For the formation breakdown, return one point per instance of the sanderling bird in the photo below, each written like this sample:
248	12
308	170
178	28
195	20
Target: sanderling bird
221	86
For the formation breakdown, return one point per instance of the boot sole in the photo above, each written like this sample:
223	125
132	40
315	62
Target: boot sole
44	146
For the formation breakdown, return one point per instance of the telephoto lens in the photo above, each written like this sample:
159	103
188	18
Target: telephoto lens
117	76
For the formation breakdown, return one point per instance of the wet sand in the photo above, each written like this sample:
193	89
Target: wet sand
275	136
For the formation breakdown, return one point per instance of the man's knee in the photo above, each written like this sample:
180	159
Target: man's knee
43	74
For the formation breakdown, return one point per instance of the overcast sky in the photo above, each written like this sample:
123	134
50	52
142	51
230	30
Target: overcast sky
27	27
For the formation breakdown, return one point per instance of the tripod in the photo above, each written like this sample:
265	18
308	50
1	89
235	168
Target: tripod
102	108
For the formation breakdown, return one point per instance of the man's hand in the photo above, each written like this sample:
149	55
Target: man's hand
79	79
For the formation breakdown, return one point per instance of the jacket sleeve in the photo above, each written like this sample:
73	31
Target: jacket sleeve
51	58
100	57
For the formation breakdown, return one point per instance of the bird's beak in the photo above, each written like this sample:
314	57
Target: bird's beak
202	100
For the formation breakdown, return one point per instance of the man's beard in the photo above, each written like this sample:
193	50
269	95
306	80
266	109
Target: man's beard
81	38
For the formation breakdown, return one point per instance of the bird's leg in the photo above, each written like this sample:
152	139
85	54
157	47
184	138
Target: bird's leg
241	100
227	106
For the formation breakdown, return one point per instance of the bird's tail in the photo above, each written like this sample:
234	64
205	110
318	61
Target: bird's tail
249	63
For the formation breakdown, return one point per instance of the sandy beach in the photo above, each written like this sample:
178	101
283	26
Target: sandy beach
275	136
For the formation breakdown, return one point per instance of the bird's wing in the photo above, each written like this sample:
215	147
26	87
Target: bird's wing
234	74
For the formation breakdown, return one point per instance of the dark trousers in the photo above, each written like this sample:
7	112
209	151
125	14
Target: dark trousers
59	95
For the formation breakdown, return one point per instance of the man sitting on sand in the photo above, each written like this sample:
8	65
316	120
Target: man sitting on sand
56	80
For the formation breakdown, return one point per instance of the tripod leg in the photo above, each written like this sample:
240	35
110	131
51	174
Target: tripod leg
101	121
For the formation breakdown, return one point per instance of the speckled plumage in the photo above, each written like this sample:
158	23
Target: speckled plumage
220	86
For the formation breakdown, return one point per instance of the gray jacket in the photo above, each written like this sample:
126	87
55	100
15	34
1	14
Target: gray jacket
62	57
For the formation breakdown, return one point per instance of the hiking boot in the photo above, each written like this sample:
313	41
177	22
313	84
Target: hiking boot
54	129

______________________________

What is expected
Each entry in the data must be copied exactly.

Exercise output
For the formation breakdown, return one point per instance of the sanderling bird in the photo below, each written like this sample:
248	12
308	170
178	28
195	20
Target: sanderling bird
221	86
For the formation breakdown, return one point per instance of the boot sole in the photo above, each written like this sample:
223	125
132	40
315	62
Target: boot sole
44	146
For the formation breakdown, return one point per instance of the telephoto lens in the photo above, each written like this sample:
159	103
188	18
Target: telephoto lens
117	76
For the formation breakdown, return one point per instance of the wet sand in the photo above, each written like this sample:
193	89
Target: wet sand
275	136
For the formation breakdown, return one point per instance of the man's knee in the photo above, each written like this sample:
180	159
Target: man's knee
43	74
For the formation breakdown, return one point per instance of the overcast sky in the photo above, each written like this sample:
123	134
50	52
142	51
230	30
Target: overcast sky
27	27
For the formation breakdown, return one point per instance of the tripod in the photo above, each written like this sample:
265	18
308	50
1	89
235	168
Target: tripod
102	108
For the formation breakdown, return one point per instance of the man's hand in the photo above, each written like this sample:
149	55
Target: man's hand
79	79
For the formation breakdown, return one point per instance of the jacket sleeve in the photo above, each written like this sample:
73	31
Target: jacket sleeve
51	58
100	57
For the formation breakdown, return one point per instance of the bird's beak in the photo above, each written like this sample:
314	57
Target: bird's beak
202	100
For the formation breakdown, return one point per instance of the man's beard in the photo above, each written like this sample:
193	50
269	95
306	80
266	109
Target: man's beard
81	38
For the formation breakdown, return one point per instance of the bird's leg in the photo above, each written like this sample:
152	139
85	54
157	47
184	138
Target: bird's leg
241	100
227	106
For the formation breakdown, return one point per instance of the bird's tail in the photo above, each written like this sample:
234	64
205	110
318	61
Target: bird's tail
249	63
For the formation breakdown, return one point per instance of the sandy beach in the photo above, each written like this sample:
178	101
283	26
Target: sandy beach
275	136
For the formation breakdown, return one point per instance of the bird's wing in the photo above, each written like this sample:
215	147
26	87
Target: bird's wing
234	74
For the formation breakdown, return one point per instance of the dark trousers in the photo above, each written like this sample:
7	112
209	151
125	14
Target: dark trousers
59	95
For the formation breakdown, return one point per instance of the man sitting on sand in the photo above, each written like this sample:
8	65
316	120
Target: man sitting on sand
56	80
For the formation breakdown, return one point per instance of the tripod leg in the photo above, each written like this sample:
240	35
110	131
51	174
Target: tripod leg
101	121
For the formation breakdown, return one point per instance of the speckled plumage in the photo above, each written like this sample:
158	23
Target: speckled plumage
220	86
For the formation breakdown, return one point per instance of the gray jacket in the photo above, each written like this sample:
126	87
55	100
15	34
1	14
Target: gray jacket
62	57
For the formation breakdown, return one point per instance of the hiking boot in the photo above, each written like this sample:
313	41
177	22
313	84
Target: hiking boot
54	129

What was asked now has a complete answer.